* _Written problem_: Both the line containing "Could you mark the stone wall" and the last line of the listing are included: write out exactly the lines from one to the other.

[Object location annotation data]
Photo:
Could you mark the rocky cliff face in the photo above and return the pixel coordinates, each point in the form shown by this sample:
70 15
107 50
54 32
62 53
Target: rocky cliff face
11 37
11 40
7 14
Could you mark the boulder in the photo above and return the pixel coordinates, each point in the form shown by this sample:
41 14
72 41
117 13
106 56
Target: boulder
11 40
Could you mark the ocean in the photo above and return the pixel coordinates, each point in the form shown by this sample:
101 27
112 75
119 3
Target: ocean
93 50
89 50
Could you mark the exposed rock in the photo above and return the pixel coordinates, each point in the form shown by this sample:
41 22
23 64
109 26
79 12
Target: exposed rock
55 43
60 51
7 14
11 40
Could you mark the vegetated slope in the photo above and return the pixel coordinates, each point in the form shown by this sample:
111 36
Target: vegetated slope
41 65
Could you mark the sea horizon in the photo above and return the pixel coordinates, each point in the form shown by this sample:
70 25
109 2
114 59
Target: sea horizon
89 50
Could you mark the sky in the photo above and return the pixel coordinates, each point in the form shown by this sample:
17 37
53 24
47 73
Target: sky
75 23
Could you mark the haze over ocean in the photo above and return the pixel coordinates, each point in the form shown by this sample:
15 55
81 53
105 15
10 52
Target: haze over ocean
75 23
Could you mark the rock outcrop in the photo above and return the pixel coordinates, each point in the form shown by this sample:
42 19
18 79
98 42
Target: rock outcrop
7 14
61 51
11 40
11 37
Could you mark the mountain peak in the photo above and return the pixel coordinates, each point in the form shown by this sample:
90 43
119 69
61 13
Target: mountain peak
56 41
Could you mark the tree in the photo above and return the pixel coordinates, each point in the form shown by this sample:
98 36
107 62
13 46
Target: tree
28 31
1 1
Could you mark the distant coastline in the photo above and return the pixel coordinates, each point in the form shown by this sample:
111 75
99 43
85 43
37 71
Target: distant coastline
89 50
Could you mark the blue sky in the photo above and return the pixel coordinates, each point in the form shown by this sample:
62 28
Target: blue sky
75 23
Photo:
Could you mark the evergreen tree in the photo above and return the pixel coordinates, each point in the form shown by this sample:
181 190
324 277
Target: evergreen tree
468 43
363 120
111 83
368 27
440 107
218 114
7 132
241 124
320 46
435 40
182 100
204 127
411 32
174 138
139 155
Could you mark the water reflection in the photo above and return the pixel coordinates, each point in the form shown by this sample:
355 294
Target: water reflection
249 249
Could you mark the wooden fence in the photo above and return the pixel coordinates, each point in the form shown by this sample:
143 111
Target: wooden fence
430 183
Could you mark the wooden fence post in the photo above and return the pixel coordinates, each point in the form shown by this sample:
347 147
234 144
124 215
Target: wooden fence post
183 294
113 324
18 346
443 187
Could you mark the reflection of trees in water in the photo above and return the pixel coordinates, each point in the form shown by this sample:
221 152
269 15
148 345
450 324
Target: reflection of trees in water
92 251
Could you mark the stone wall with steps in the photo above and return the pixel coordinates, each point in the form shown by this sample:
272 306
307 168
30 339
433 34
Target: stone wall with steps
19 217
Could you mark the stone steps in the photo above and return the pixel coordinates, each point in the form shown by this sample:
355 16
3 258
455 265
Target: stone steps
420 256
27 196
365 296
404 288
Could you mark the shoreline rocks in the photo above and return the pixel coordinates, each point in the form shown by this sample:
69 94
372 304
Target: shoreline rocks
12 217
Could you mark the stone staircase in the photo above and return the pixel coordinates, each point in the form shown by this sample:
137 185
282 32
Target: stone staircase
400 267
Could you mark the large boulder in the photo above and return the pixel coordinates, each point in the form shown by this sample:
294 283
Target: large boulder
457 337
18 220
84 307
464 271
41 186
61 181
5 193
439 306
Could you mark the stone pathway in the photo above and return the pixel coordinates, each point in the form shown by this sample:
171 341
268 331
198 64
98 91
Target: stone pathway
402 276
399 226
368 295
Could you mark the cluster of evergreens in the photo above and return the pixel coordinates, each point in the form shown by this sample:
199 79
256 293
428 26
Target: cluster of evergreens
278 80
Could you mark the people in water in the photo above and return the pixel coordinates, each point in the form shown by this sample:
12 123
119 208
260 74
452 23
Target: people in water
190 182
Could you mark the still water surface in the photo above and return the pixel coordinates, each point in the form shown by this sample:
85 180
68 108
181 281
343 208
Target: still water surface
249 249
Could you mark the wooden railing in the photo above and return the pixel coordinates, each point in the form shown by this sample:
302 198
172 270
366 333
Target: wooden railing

* _Response_:
Could you mark the stone wall with steps in the photo above and return the pixel coordinates, each point in the form shown by this sample:
272 306
307 168
30 339
433 34
Target: stone wall with steps
19 217
Could you mark the stone steps in the photo above and return the pixel coordinates, each point in the form shown by this sample:
355 16
3 258
455 265
Target: stone steps
420 256
27 196
365 296
404 288
Could you mark the shoreline rocks in the photo above and return the pixel coordinates, each point in the form shown by this sample:
69 94
372 304
Target: shoreline rocks
12 217
Could you mark the stone staircase in the photo above and return the pixel coordinates, each point in the form shown by this sample:
137 185
282 32
Target: stone staircase
400 267
Could you mark the large boulder in the photo above and return the pixel coordinates, each point in the form shown by this sample:
294 283
Target: large boulder
457 337
18 220
84 307
464 271
41 186
61 181
5 193
439 306
Could you mark the stone pathway in the photo above and return the pixel coordinates, each point in the form shown by this sample:
171 341
268 331
198 64
98 91
Target: stone pathway
402 276
399 226
368 295
Could you mark the cluster of evergreens in the photo above and return the pixel coordinates, each point in the form shown by this sample:
199 79
256 293
428 26
Target: cluster of evergreens
278 80
Could you mark the people in water in the photo above and return the pixel coordinates, each point in the form shown by this sample:
12 123
119 208
260 74
452 23
Target: people in water
190 182
Could you mark the still water surface in the photo above and return the pixel coordinates, each point in the form shown by this sample:
85 180
68 108
181 281
343 208
Target: still water surface
249 249
Could you mark the wooden railing in the photo above and return the pixel coordinates, each point in the form shown by this sample:
302 198
172 270
366 333
Target: wooden railing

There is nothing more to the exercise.